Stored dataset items

+ + + + + + +

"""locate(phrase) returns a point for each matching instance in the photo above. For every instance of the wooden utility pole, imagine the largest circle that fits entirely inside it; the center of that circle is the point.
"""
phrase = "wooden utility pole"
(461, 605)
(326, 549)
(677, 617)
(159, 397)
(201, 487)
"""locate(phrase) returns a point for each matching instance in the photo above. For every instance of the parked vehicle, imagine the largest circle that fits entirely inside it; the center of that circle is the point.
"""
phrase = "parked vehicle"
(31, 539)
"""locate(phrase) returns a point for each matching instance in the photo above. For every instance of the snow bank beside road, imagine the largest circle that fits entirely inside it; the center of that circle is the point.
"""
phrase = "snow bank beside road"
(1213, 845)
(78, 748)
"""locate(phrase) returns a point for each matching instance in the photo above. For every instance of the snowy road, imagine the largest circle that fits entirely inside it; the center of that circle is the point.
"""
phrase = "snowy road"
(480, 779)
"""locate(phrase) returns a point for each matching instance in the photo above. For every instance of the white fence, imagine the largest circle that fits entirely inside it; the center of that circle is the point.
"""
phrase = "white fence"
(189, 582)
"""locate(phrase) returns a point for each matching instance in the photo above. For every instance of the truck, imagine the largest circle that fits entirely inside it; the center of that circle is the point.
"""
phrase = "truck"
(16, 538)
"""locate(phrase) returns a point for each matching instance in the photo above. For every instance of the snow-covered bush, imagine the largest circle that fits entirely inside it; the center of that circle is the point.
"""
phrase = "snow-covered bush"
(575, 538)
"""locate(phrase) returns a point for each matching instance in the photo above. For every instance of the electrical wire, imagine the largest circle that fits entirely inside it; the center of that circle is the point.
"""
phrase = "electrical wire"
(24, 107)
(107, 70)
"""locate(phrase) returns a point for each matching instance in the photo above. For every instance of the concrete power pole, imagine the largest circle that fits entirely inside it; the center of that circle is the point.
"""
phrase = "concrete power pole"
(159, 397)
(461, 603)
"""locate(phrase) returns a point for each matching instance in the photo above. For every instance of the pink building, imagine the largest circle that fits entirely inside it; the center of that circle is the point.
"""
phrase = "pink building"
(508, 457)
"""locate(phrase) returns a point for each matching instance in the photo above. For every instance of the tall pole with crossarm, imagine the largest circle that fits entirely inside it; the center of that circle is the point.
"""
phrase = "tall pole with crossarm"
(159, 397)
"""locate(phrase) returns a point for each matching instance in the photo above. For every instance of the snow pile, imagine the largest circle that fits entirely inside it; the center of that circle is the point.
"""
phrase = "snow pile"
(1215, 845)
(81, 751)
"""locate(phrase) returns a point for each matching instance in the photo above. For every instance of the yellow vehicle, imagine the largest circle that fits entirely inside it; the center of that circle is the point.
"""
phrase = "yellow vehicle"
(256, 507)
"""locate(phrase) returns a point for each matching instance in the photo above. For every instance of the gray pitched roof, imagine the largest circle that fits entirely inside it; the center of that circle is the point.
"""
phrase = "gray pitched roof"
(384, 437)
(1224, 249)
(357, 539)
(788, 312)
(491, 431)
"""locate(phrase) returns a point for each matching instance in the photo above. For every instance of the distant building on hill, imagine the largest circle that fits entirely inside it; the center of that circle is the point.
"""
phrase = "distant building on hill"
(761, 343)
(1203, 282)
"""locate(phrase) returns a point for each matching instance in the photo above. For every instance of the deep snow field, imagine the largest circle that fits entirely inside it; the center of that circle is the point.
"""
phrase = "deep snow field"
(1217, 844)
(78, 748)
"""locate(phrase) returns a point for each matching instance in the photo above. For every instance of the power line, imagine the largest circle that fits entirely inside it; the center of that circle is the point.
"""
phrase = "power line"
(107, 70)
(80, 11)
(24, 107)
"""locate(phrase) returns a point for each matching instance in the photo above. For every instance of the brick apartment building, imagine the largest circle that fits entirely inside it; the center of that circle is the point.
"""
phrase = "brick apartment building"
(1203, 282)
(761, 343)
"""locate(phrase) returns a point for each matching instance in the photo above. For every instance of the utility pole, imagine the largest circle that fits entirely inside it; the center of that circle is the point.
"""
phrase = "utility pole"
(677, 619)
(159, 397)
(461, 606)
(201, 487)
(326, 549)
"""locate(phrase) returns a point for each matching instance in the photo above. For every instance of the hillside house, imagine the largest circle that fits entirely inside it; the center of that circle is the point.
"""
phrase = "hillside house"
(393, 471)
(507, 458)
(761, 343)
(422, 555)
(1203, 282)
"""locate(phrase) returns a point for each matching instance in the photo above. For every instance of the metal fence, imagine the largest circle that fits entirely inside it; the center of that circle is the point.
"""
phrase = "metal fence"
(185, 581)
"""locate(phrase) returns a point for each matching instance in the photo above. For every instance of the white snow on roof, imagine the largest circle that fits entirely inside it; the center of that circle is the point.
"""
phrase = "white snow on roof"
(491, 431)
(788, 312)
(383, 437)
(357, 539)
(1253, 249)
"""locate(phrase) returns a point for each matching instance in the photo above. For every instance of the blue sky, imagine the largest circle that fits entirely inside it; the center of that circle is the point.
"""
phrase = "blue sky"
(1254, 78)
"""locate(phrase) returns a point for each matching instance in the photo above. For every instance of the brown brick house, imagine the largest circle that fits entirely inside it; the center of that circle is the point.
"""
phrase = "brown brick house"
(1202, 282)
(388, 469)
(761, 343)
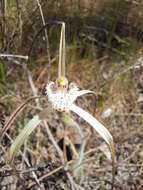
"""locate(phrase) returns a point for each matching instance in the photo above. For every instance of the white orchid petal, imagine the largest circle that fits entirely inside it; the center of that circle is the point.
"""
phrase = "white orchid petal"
(83, 92)
(104, 133)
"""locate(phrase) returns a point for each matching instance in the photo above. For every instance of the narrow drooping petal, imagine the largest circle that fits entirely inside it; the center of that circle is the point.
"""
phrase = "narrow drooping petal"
(24, 134)
(104, 133)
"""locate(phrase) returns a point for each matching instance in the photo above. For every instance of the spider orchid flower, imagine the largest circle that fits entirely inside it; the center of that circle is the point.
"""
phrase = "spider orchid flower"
(62, 97)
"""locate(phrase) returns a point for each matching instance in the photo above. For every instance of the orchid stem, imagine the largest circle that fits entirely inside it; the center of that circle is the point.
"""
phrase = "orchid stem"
(61, 71)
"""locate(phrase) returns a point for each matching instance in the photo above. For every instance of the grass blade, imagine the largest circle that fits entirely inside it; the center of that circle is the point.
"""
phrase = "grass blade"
(19, 141)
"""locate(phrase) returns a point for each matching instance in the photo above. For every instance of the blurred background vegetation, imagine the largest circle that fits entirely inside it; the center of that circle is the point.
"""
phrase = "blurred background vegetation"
(104, 40)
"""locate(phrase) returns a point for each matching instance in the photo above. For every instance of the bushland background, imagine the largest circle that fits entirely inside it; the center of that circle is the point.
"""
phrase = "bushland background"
(104, 42)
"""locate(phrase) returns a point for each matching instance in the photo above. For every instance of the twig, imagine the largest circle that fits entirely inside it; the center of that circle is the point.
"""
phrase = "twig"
(14, 56)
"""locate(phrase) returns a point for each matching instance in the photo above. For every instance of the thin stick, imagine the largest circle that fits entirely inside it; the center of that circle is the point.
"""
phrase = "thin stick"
(14, 56)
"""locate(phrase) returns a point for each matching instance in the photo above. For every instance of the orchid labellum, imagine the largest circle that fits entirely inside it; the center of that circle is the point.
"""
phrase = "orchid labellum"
(62, 97)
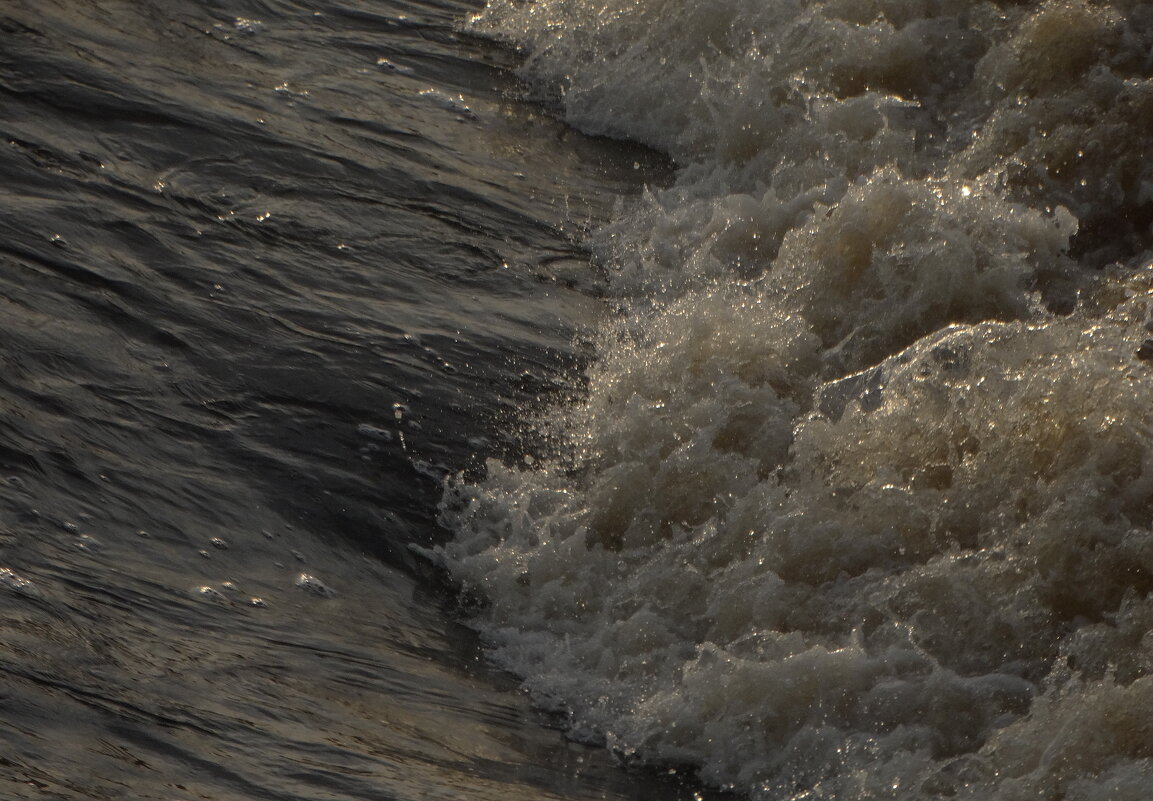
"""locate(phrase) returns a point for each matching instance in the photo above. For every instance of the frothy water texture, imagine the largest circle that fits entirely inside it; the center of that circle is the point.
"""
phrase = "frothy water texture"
(856, 499)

+ + + + + + +

Restate the data above word for word. Skip every picture.

"""locate(phrase) returns a point for each matching instance in the photo above. For every instance of the wooden utility pole, imagine the largest circle that fits entirely inside it; the center of that circle is the point.
"""
phrase = "wooden utility pole"
(461, 605)
(326, 549)
(677, 617)
(159, 397)
(201, 487)
"""locate(phrase) returns a point for each matching instance in the photo above. For every instance of the parked vehicle, imagine the largest circle that fits entirely inside it; the center of that circle is the point.
"""
phrase = "parked vehicle"
(31, 539)
"""locate(phrase) returns a point for each matching instance in the photo above. For every instance of the snow bank beside road, imagine the largest circle that fits entirely inside it; the center of that circle is the point.
"""
phrase = "snow bank beside road"
(1213, 845)
(78, 748)
"""locate(phrase) returns a point for each matching instance in the photo above. For every instance of the snowy road, imagine the largest circle that fits entirely inside it; the center of that circle is the point.
"""
phrase = "snowy road"
(480, 779)
"""locate(phrase) returns a point for each matching instance in the photo above. For every instance of the white fence, imagine the largest circle that fits entirely inside it; the center of that circle is the point.
"""
phrase = "white fence"
(189, 582)
"""locate(phrase) returns a point for each matching instance in the photo above. For every instance of the truck, imagine the largest circle that fits entirely inside it; the center of that circle is the point.
"""
phrase = "truck"
(16, 538)
"""locate(phrase) returns a point for each matching instance in the photo above. For every instance of the snow-covered bush, imagine the largest circle that fits entirely inside it; the center of that circle is the point.
"""
phrase = "snow-covered bush"
(575, 538)
"""locate(phrase) returns a point for each matching instance in the photo above. For every instance of the electrical wire, imagine the largest circle that fits entirely inside it; the center of that circle is the point.
"""
phrase = "electrical wire"
(24, 107)
(107, 70)
"""locate(phrase) returns a point for each matching instance in the photo above. For every instance of the concrete power pole, imagine the largest circle that fits entirely inside it; the center of that circle is the point.
"""
phrase = "concrete power pole"
(159, 397)
(461, 603)
"""locate(phrase) returns a point for each matching instance in the photo above. For every instance of the pink building, imagine the largest circle that fits entirely inside it; the center of that circle is the point.
"""
phrase = "pink building"
(508, 457)
"""locate(phrase) returns a point for each matching instance in the photo above. For every instance of the tall pole with crossarm, imagine the largest circle that fits entirely inside it; the center of that circle is the point.
"""
phrase = "tall pole with crossarm"
(159, 397)
"""locate(phrase) returns a point for each matching instance in the photo above. For every instance of the snow pile, imagine the largest circle that fits entirely inside it; the center of that circle is the point.
"""
phrase = "snow pile"
(1215, 845)
(81, 751)
"""locate(phrase) returns a point for each matching instance in the photo above. For every instance of the yellow vehicle, imagine the largest circle that fits entirely inside it; the center of that circle is the point.
"""
phrase = "yellow vehicle"
(256, 507)
"""locate(phrase) returns a point for each matching instance in the photo above. For every instance of the gray pitched roof, imagine the largest circle that fits entirely inside it; the center of that circle is the point.
"""
phrase = "gray pitched roof"
(384, 437)
(1224, 249)
(357, 539)
(788, 312)
(491, 431)
"""locate(phrase) returns a point for each matching instance in the photo above. For every instance of the distant building on hill, imagine the largest circle that fits entirely inside it; the center of that circle is the point.
"""
phrase = "distant building on hill"
(761, 343)
(1203, 282)
"""locate(phrase) returns a point for each matching instance in the photo above. For every instance of the deep snow field, imagine the largest circle that fits entirely inside it; the center of that circle is the point.
"""
phrase = "deep snow field"
(1217, 844)
(78, 748)
"""locate(phrase) returns a point for each matching instance in the photo above. For every instance of the power line, imagine the largest circle that fits entirely inside it; the center of that circle is the point.
"""
phrase = "power line"
(107, 70)
(80, 11)
(24, 107)
"""locate(phrase) returns a point for each matching instance in the photo above. For every instance of the brick apartment building, imagine the largest circle that fits entirely inside it; the center of that circle is the point.
"""
phrase = "brick apartment building"
(1203, 282)
(761, 343)
"""locate(phrase) returns a point for each matching instance in the photo above. For every instance of the utility pole, imagine the largest circle that fits entirely inside it; the center of that circle is the point.
"""
phrase = "utility pole"
(677, 619)
(159, 397)
(461, 606)
(201, 487)
(326, 549)
"""locate(phrase) returns a point for each matching instance in the photo above. For every instance of the hillside house, imagine the largest circle that fits entirely inside it; the center of that circle is the point.
"""
phrase = "hillside house"
(393, 471)
(507, 458)
(761, 343)
(422, 555)
(1203, 282)
"""locate(phrase) returns a point for each matching instance in the photo above. For every instance of the metal fence, imagine the largest circle that fits entirely inside it; the center of that circle is the point.
"""
phrase = "metal fence"
(185, 581)
"""locate(phrase) returns a point for each matching instance in the photo above. For every instance of the white snow on roof, imagine the largest circle that fits entirely inside it; the center of that circle is the point.
"""
phrase = "white snow on roof"
(491, 431)
(788, 312)
(383, 437)
(357, 539)
(1253, 249)
"""locate(phrase) returns a point for each matching instance in the photo above. For every instance of the blue sky, imagine the largest circle that fits entirely inside it; the center of that circle is the point.
"""
phrase = "blue sky"
(1254, 78)
"""locate(phrase) returns a point for each matching instance in the photo above. For every instance of the brown brick house, imagine the largest circle that fits entirely inside it; the center of that circle is the point.
"""
phrase = "brown brick house"
(1202, 282)
(388, 469)
(761, 343)
"""locate(phrase) returns a point for each matching instance in the photo above. For every instance of the white orchid petal, imagine the largest circle that fits entirely inside it; the center of that circle is the point.
"""
phrase = "white orchid petal"
(83, 92)
(104, 133)
"""locate(phrase) returns a point for each matching instance in the photo above. For every instance of the narrow drooping petal, imagine the largest circle that fits entirely inside it; the center of that circle is the point.
"""
phrase = "narrow drooping petal"
(24, 134)
(104, 133)
"""locate(phrase) returns a point for each matching instance in the photo above. For every instance of the spider orchid flower, imagine the largest circle that fits entirely inside it; the center of that circle is the point.
"""
phrase = "spider orchid flower"
(62, 97)
"""locate(phrase) returns a point for each matching instance in the photo above. For every instance of the orchid stem, imagine the largest circle that fits entirely inside it; the center of that circle is the point.
"""
phrase = "orchid stem"
(61, 71)
"""locate(phrase) returns a point for each matching instance in the photo above. For every instance of the grass blade, imagine the largest circle that fits entirely inside it; the center of that circle is the point.
"""
phrase = "grass blade"
(19, 141)
"""locate(phrase) returns a point for each matching instance in the photo above. For every instance of the blurred background vegetation, imagine the largest circle that fits entirely inside it; the center of that circle is the point.
"""
phrase = "blurred background vegetation"
(104, 40)
"""locate(phrase) returns a point for each matching instance in the photo above. For every instance of the bushland background, imagine the largest circle that fits entirely inside it; the center of that circle is the point.
"""
phrase = "bushland background"
(104, 42)
"""locate(phrase) returns a point for each matching instance in the photo above. For every instance of the twig, imagine the largest circle that fits entirely inside it; the center of that circle is the point.
"""
phrase = "twig"
(14, 56)
"""locate(phrase) returns a point for each matching instance in the photo above. For every instance of the thin stick, imagine the largest circle that fits entirely inside it; the center of that circle is the point.
"""
phrase = "thin stick"
(14, 56)
"""locate(phrase) returns a point for each matching instance in the photo above. For every instance of the orchid labellum, imagine the largest circle that fits entirely inside it; the center of that circle is the point.
"""
phrase = "orchid labellum"
(62, 97)
"""locate(phrase) returns a point for each matching instance in the photo above. For every instance of the frothy water texture, imagine the largest circle that fits entirely inside it; the center of that circle is the point.
"""
phrase = "frothy water texture"
(856, 499)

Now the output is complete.